◆ EXERCISE DESCRIPTION
Retype each record exactly.
* * *
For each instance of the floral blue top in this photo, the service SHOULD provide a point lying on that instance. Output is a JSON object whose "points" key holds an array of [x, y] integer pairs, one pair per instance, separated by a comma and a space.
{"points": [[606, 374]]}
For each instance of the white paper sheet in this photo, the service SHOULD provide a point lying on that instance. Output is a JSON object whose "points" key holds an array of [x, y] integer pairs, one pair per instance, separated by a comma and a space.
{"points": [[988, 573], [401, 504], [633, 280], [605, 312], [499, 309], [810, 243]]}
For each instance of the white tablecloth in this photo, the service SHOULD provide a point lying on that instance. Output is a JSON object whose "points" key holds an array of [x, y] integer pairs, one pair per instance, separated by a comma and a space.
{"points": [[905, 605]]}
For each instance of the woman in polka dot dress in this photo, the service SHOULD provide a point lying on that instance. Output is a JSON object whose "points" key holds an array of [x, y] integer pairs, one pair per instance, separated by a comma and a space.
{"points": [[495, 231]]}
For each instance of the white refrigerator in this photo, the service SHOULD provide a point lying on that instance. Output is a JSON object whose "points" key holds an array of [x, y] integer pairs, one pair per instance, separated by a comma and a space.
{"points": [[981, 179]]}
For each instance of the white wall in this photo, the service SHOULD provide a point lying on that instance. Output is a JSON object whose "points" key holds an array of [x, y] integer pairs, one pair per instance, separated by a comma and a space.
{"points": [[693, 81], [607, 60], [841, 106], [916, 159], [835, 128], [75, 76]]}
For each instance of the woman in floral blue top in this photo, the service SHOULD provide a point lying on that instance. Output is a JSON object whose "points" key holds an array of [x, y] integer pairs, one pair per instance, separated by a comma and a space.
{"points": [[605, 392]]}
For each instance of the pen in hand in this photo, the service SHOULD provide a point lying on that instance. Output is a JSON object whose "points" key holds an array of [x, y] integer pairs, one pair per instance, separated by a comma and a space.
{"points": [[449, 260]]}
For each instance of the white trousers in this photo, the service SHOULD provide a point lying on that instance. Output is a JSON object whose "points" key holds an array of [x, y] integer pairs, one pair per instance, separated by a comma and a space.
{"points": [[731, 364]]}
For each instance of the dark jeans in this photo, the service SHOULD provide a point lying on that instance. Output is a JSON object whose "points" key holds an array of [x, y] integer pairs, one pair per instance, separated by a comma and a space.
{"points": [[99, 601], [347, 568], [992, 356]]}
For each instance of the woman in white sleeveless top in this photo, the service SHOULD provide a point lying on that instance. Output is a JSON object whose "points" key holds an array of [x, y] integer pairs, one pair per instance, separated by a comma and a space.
* * *
◆ FINAL ANSWER
For each instance of the floral blue top in this photo, the service SHOULD provide a point lying on that instance. Output is a JSON object whose "points" key holds an array of [x, y] integer pairs, one pair per instance, separated by a comma and a space.
{"points": [[606, 374]]}
For each instance of the white paper sheet in this photo, the service SHOULD provide a point lying on that instance. Output is a JSON object whose "points" key holds an array of [x, y] integer pairs, one pair per instance, separated by a comma and a space.
{"points": [[988, 573], [401, 504], [633, 280], [605, 312], [499, 309], [810, 243]]}
For each instance of the white tablecloth in this photo, the service SHOULD provide a point lying on that instance. Output is a JSON object whose "points" key holds an array of [x, y] integer pairs, one pair per instance, separated by a comma and a space.
{"points": [[905, 605]]}
For each instance of the woman in polka dot dress in this photo, the service SHOULD provide a point lying on that instance. Output is a JSON object whose "points" key holds an array of [x, y] integer pairs, one pair per instance, separated by a comma and a space.
{"points": [[495, 231]]}
For each instance of the white refrigerator in this photo, the service SHOULD provide a point lying on that instance. Output is a JSON object whose "points" key holds an array of [x, y] integer pairs, one pair per instance, separated by a comma and a space.
{"points": [[981, 179]]}
For each instance of the white wall in this photo, the service SHOULD provide a point lying on that instance. Output is a JSON object whose "points" key holds an array of [x, y] integer pairs, one pair per instance, separated by a comma and a space.
{"points": [[693, 81], [607, 60], [841, 106], [916, 159], [835, 128], [75, 76]]}
For each instance of the woman in floral blue top in this photo, the service SHOULD provide a point lying on that instance. Output is a JSON object whose "points" key holds an array of [x, y] integer pairs, one pair per instance, separated by a comma and a space.
{"points": [[605, 392]]}
For each instance of the pen in hand in this photo, the service SHOULD provide a point lying on that instance. Output is a JSON object whose "points" key holds an array of [x, y] integer pairs, one pair per instance, separated by a comma and a space.
{"points": [[449, 260]]}
For each instance of the white trousers in this photo, the service SHOULD provide a point lying on that instance. Output is a JSON object whose "points" key holds an array of [x, y] integer pairs, one pair per instance, separated by a comma and a space.
{"points": [[731, 364]]}
For each instance of the dark jeans in this photo, the service SHOULD provide a point lying on that instance. Output is a JSON object whose "points" key holds an array of [x, y] integer pairs, one pair per instance, separated by a comma and a space.
{"points": [[99, 601], [347, 568], [992, 356]]}
For each instance of the woman in white sleeveless top in this photo, the service SHOULD provide a point lying on that instance. Output is a JSON object whose "points" key holds an array of [x, y] integer pairs, one pair per instance, separated by a comma and a space.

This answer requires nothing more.